=== What the exercise asks ===
The records below are to be quoted in full; please keep every word exact.

◆ ◆ ◆

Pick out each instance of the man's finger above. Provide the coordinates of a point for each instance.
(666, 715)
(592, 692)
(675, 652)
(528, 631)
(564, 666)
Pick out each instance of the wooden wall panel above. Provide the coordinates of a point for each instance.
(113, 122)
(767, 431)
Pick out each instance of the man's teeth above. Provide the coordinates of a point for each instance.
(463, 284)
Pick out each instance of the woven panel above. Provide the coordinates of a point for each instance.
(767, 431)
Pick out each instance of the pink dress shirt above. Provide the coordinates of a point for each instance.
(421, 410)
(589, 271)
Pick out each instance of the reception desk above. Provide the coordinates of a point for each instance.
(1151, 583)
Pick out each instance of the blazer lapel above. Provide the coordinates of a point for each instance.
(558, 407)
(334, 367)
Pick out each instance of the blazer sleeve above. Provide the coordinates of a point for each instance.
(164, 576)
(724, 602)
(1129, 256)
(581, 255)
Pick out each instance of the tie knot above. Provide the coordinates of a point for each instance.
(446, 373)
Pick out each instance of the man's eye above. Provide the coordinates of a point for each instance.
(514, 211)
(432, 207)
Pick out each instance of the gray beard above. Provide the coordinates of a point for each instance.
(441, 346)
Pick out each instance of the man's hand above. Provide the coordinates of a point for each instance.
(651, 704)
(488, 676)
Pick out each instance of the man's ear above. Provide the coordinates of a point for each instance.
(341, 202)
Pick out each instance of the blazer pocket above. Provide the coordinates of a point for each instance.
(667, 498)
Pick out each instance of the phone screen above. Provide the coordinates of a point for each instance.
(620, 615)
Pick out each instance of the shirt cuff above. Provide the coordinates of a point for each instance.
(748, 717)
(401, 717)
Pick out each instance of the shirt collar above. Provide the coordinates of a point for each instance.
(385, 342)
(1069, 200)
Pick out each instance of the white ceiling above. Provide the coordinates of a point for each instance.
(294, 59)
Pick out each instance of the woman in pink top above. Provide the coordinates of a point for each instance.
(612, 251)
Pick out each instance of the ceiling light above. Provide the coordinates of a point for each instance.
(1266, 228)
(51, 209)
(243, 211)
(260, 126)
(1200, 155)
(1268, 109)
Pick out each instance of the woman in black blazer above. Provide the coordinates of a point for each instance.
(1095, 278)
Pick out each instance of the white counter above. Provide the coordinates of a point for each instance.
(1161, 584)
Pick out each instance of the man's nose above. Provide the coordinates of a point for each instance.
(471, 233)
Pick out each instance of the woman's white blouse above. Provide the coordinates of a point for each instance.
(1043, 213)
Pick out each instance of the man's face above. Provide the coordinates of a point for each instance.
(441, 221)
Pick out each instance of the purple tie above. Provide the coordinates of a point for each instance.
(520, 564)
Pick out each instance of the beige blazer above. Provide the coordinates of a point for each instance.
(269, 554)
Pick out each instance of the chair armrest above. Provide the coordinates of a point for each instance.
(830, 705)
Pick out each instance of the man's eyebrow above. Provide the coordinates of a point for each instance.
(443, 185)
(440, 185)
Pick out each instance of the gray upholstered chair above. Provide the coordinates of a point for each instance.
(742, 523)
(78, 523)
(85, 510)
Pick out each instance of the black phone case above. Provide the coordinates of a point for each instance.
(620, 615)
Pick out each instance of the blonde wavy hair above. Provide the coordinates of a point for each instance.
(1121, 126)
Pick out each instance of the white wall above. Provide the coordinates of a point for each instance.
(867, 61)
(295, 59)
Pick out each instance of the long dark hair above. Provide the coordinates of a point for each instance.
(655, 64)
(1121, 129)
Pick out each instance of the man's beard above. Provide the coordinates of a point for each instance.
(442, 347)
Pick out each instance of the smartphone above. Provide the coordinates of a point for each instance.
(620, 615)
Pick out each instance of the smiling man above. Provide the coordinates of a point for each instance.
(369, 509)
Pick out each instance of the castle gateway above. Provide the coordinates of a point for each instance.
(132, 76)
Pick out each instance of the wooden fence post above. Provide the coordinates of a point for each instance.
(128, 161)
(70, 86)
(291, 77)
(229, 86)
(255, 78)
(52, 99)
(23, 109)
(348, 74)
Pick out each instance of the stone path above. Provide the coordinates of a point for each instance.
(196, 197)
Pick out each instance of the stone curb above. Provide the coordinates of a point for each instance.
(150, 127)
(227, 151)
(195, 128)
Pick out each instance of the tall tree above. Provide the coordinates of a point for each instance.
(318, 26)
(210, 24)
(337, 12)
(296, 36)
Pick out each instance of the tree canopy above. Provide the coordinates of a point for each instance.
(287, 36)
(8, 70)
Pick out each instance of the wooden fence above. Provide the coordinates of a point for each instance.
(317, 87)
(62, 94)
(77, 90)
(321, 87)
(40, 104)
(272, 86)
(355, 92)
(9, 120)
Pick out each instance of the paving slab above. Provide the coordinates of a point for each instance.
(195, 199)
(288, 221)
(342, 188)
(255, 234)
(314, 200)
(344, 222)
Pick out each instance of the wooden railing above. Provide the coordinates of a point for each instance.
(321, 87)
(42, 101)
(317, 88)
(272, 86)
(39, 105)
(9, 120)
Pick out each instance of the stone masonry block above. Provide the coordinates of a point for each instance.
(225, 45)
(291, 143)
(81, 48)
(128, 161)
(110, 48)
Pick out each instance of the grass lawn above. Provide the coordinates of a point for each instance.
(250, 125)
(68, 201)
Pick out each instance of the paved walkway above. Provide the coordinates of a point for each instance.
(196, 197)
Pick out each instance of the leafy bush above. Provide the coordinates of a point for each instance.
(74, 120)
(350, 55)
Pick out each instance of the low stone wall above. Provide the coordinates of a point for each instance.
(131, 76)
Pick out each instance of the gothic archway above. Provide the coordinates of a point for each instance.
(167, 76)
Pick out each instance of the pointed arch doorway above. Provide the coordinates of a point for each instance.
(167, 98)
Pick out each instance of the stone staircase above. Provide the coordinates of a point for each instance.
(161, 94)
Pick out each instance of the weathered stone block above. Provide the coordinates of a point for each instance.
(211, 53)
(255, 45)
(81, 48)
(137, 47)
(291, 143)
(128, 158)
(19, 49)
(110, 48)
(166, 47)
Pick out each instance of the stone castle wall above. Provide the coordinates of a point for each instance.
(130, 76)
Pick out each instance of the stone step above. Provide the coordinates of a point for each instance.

◆ ◆ ◆

=== Task response ===
Pick out each instance of the man's finger above. Provide the coordinates of a point for each instance.
(666, 715)
(592, 692)
(675, 652)
(528, 631)
(564, 666)
Pick out each instance of the wooden wall panel above. Provide the coordinates of a point for each instance.
(113, 122)
(767, 431)
Pick out each instance of the man's teeth above. Provide the coordinates of a point for each instance.
(463, 284)
Pick out each instance of the woven panel above. Provide the coordinates of a point for each instance.
(767, 431)
Pick out each instance of the pink dress shirt above. Provide the coordinates of a point for each instance.
(421, 410)
(589, 271)
Pick out each instance of the reception desk above. Provide the coordinates of a point for each instance.
(1151, 583)
Pick out each instance of the blazer lapel above. Provide the coordinates of a point for each instance.
(558, 407)
(334, 367)
Pick out each instance of the blazer sleeve above. Provide the coordinates of a point for each instance.
(164, 576)
(724, 602)
(1129, 256)
(581, 255)
Pick out each instance of the tie knot above. Provide the coordinates of a point for each instance.
(446, 373)
Pick out each instance of the man's eye above. Provide the coordinates of a point for each instance.
(514, 211)
(432, 207)
Pick out each instance of the gray beard above. Provide the coordinates of a point for each instance.
(441, 346)
Pick out each instance of the man's hand above. Provide the coordinates of a point for each instance.
(651, 704)
(488, 676)
Pick out each instance of the man's ear above. Provide the coordinates of a point for each instance.
(341, 202)
Pick out each instance of the blazer pocket above. Provide the coordinates of a point for each instance.
(667, 498)
Pick out each instance of the phone screen above. Provide the coordinates of a point for each instance.
(620, 615)
Pick out each instance of the shirt cuff above. Provide the coordinates of a point for each instance.
(748, 717)
(401, 717)
Pick out each instance of the shirt collar above. Provide the coordinates of a point for each instance.
(385, 342)
(1069, 200)
Pick out each instance of the white ceiling above. Provide the coordinates of a point for each instance.
(294, 59)
Pick out each instance of the woman in pink top above. Provide the coordinates of a point for each instance.
(612, 251)
Pick out each instance of the ceiling light above. Provide the coordinates of a point for each instance.
(1266, 228)
(51, 209)
(243, 211)
(260, 126)
(1200, 155)
(1268, 109)
Pick out each instance of the woman in black blazer above. Provide the coordinates of a point for each instance.
(1095, 278)
Pick out each instance of the white counter above. Provide the coordinates of a point for each instance.
(1161, 584)
Pick out each instance of the man's nose above. Provide the coordinates of a point for each instance.
(471, 233)
Pick out each instance of the woman's white blouse above. Provide the coordinates of a point for each instance.
(1043, 213)
Pick out each instance of the man's face above. Provide the coordinates of a point for each instance.
(441, 221)
Pick out each instance of the purple tie above. Provide the coordinates of a point for each instance.
(520, 564)
Pick out each instance of the beige blazer above. Provide the coordinates of a point for each instance.
(269, 554)
Pick out each instance of the chair armrest above. Provide the coordinates of a point for each instance.
(830, 705)
Pick out each instance of the man's eyebrow above. Provide the coordinates of a point for each instance.
(443, 185)
(440, 185)
Pick out each instance of the gray upholstered chair above. Provide the coordinates of a point for each instance.
(742, 523)
(78, 523)
(85, 510)
Pick out each instance of the black phone case above. Provide the coordinates of a point for each instance.
(620, 615)
Pick out each instance of the blonde wavy hair above. Provide the coordinates of a point for each instance.
(1121, 126)
Pick out each instance of the white wall above. Provide the coordinates of a point for each instance.
(867, 61)
(295, 59)
Pick out each instance of the long dark hair above. Provide the coordinates of a point for each instance.
(655, 64)
(1121, 129)
Pick out each instance of the man's beard above. Provide the coordinates of a point for each instance.
(442, 347)
Pick out each instance of the smartphone above. Provide the coordinates of a point for each instance.
(620, 615)
Pick out each instance of the smiling man above. Provide the coordinates of a point for each instance.
(369, 509)
Pick out each instance of the castle gateway above. Provide the coordinates of a point for each instance.
(132, 76)
Pick out each instance of the wooden fence post above. Provide the coordinates of a point for each instance.
(128, 161)
(70, 86)
(291, 77)
(229, 86)
(255, 78)
(52, 99)
(23, 109)
(348, 74)
Pick out each instance of the stone path above. Provide the coordinates of a point for each instance.
(196, 197)
Pick out each instance of the stone curb above. Provide the coordinates of a point for each instance.
(150, 127)
(227, 151)
(195, 128)
Pick out each instance of the tall tree above. Provide the coordinates of a point for each instance.
(318, 26)
(210, 24)
(337, 12)
(296, 36)
Pick out each instance of the tree canopy above. Provide the coordinates of a point for each instance.
(287, 36)
(8, 70)
Pick out each instance of the wooden fence above. Provide the coordinates of a point for each instance.
(317, 87)
(62, 94)
(77, 90)
(321, 87)
(40, 104)
(272, 86)
(355, 92)
(9, 120)
Pick out each instance of the paving slab above. Provide the coordinates of a point for each instance.
(195, 199)
(288, 221)
(342, 188)
(255, 234)
(314, 200)
(344, 222)
Pick out each instance of the wooden railing above. Provide the coordinates of a point for each instance.
(321, 87)
(42, 101)
(317, 88)
(272, 86)
(39, 105)
(9, 120)
Pick out each instance of the stone masonry block above. Provide the coordinates of a point for each instance.
(225, 45)
(291, 143)
(81, 48)
(128, 161)
(110, 48)
Pick out each instance of the grass lawn above. Provide the coordinates of a point for each instance.
(250, 125)
(68, 201)
Pick out each instance of the paved walkway above. Provide the coordinates of a point for each instance.
(196, 197)
Pick out each instance of the leafy bush above. Provide the coordinates of a point for each instance.
(74, 120)
(350, 55)
Pick out each instance of the low stone wall above. Provide the coordinates of a point for each instance.
(131, 76)
Pick out each instance of the gothic archway above. Provide the coordinates of a point for each instance.
(167, 76)
Pick out each instance of the pointed arch doorway above. Provide the coordinates of a point for each instance.
(167, 98)
Pick out each instance of the stone staircase above. Provide the coordinates of a point for each instance.
(161, 94)
Pick out each instance of the weathered stone block above. Provide the coordinates of a point for each instance.
(211, 53)
(255, 45)
(81, 48)
(137, 47)
(291, 143)
(128, 158)
(19, 49)
(110, 48)
(166, 47)
Pick out each instance of the stone castle wall above. Provide the coordinates of a point for each instance.
(130, 76)
Pick out each instance of the stone step above. Provide the coordinates of a point for each instance.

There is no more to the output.